> DESCRIPTION OF THE TASK
Please rewrite the data below as a numbered list, leaving out any blank lines.

* begin DATASET ENTRIES *

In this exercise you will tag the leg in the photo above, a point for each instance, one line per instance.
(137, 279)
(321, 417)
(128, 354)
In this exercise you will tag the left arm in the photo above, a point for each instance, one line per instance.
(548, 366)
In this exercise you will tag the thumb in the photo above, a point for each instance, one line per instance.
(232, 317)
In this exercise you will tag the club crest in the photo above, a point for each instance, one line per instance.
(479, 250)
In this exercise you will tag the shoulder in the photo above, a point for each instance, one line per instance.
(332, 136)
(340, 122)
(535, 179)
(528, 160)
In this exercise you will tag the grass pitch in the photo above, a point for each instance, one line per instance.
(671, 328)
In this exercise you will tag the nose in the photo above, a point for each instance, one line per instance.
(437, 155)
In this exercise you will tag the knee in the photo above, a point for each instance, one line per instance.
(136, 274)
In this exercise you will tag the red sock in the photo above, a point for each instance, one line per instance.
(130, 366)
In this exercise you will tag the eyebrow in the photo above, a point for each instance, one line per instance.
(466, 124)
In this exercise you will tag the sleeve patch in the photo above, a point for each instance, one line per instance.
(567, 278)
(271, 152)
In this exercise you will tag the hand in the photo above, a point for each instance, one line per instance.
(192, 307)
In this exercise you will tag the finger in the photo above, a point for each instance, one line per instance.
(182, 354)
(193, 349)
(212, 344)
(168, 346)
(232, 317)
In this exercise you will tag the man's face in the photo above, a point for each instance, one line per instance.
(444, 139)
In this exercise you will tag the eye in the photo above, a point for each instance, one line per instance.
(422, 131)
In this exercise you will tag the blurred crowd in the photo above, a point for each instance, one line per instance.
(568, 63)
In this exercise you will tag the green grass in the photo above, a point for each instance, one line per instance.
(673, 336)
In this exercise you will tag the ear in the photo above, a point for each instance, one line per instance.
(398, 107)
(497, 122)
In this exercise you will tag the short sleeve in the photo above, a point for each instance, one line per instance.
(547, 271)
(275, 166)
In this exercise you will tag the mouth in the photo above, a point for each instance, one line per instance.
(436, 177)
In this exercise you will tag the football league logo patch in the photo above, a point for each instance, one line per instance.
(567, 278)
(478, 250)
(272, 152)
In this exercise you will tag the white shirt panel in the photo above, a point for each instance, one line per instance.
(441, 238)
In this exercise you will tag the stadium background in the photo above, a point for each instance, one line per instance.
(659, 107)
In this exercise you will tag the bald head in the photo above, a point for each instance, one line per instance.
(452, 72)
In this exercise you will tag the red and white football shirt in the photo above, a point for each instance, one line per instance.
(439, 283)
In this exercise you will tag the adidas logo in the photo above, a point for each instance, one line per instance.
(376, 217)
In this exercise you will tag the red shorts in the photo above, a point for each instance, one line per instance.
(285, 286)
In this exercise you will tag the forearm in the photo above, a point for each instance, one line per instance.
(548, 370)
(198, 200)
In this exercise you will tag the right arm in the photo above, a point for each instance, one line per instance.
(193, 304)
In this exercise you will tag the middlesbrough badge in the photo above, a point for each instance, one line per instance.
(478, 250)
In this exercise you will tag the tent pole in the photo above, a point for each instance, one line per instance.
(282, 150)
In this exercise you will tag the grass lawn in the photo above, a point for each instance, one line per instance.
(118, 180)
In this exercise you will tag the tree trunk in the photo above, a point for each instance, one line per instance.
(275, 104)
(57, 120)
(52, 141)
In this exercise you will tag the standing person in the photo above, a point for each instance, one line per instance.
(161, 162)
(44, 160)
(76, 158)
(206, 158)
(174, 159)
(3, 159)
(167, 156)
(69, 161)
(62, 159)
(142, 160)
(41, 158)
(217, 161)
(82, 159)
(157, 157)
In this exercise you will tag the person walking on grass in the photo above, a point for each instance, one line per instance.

* end DATASET ENTRIES *

> TASK RESPONSE
1. In this exercise you will tag the leg in the photo above, a point for each instance, one line per instance.
2. (137, 279)
3. (321, 417)
4. (128, 354)
5. In this exercise you will tag the left arm in the photo above, a point for each instance, one line per instance.
6. (548, 366)
7. In this exercise you will tag the thumb in the photo above, a point for each instance, one line per instance.
8. (232, 317)
9. In this exercise you will tag the club crest in the photo above, a point for each instance, one line per instance.
10. (479, 250)
11. In this exercise you will tag the shoulder in the photo above, a point for each instance, one line per instance.
12. (332, 136)
13. (340, 122)
14. (535, 179)
15. (528, 160)
16. In this exercise you will tag the grass pitch in the photo above, a point for each instance, one line per instance.
17. (671, 328)
18. In this exercise you will tag the nose in the photo above, a point for each instance, one line per instance.
19. (437, 155)
20. In this exercise you will tag the knee in the photo above, a point for each instance, one line per instance.
21. (136, 274)
22. In this exercise you will tag the red sock in the photo above, a point for each instance, one line per instance.
23. (130, 366)
24. In this exercise you will tag the eyebrow in the photo above, a point for each instance, one line per instance.
25. (466, 124)
26. In this exercise you will tag the sleeve patch in the photo above, a point for each instance, one line per instance.
27. (567, 278)
28. (271, 152)
29. In this exercise you will tag the hand in the photo above, a point for each instance, one line per instance.
30. (192, 307)
31. In this exercise you will tag the finger in the photo above, a point for each instance, one line per instance.
32. (182, 354)
33. (193, 349)
34. (212, 344)
35. (168, 346)
36. (232, 317)
37. In this exercise you will tag the man's face in the photo above, a point for each instance, one line per instance.
38. (444, 139)
39. In this exercise you will tag the eye in the photo above, a point for each instance, one line per instance.
40. (422, 131)
41. In this exercise you will tag the blurred crowd in the photo above, a point for each instance, one line per instance.
42. (568, 63)
43. In this exercise you will tag the green grass in the photo above, a point for each instance, one line per instance.
44. (673, 336)
45. In this exercise you will tag the ear in the photo above, a point for each instance, one line per instance.
46. (398, 107)
47. (497, 122)
48. In this exercise you will tag the short sleeve in the photo above, a point for each instance, one line per instance.
49. (547, 271)
50. (275, 166)
51. In this exercise you will tag the mouth in the photo above, a point for each instance, one line per instance.
52. (436, 177)
53. In this exercise you will tag the football league logo patch in the photo above, a point for each instance, one line per instance.
54. (567, 278)
55. (478, 250)
56. (272, 152)
57. In this exercise you will tag the white shirt panel in the photo above, a point for each instance, one line per instance.
58. (441, 238)
59. In this exercise you will tag the stadium background in the photo above, a point for each instance, one line per instance.
60. (659, 107)
61. In this exercise you will tag the bald head in the photo above, a point for each instance, one line per instance.
62. (452, 72)
63. In this exercise you will tag the red and white football shirt in the photo above, a point for each instance, one line per instance.
64. (439, 283)
65. In this exercise you will tag the adidas logo in the photo above, a point for each instance, one line per instance.
66. (376, 217)
67. In this exercise you will tag the red shorts in the photo above, a point for each instance, one line per instance.
68. (285, 286)
69. In this exercise you will tag the forearm in the photo above, a point for each instance, one line per instance.
70. (548, 370)
71. (198, 200)
72. In this exercise you will tag the right arm in the photo above, a point for each instance, one line per instance.
73. (193, 304)
74. In this exercise you will tag the middlesbrough badge in the photo above, a point for each instance, one line per instance.
75. (478, 250)
76. In this exercise you will tag the tent pole in the photo above, a point for each instance, one line per instance.
77. (282, 150)
78. In this exercise you will tag the grass lawn in the photo above, a point for each instance, one line per instance.
79. (118, 180)
80. In this exercise you will tag the tree trunk in the photo above, a point for each instance, one line per instance.
81. (275, 104)
82. (57, 120)
83. (52, 141)
84. In this exercise you will tag the standing person in the photo above, a point for each instance, one line per instance.
85. (161, 162)
86. (44, 160)
87. (76, 158)
88. (206, 158)
89. (174, 159)
90. (3, 159)
91. (167, 156)
92. (69, 161)
93. (62, 159)
94. (142, 160)
95. (41, 158)
96. (217, 161)
97. (82, 159)
98. (157, 157)
99. In this exercise you will tag the person walking on grass in the photo above, a point for each instance, one line per instance.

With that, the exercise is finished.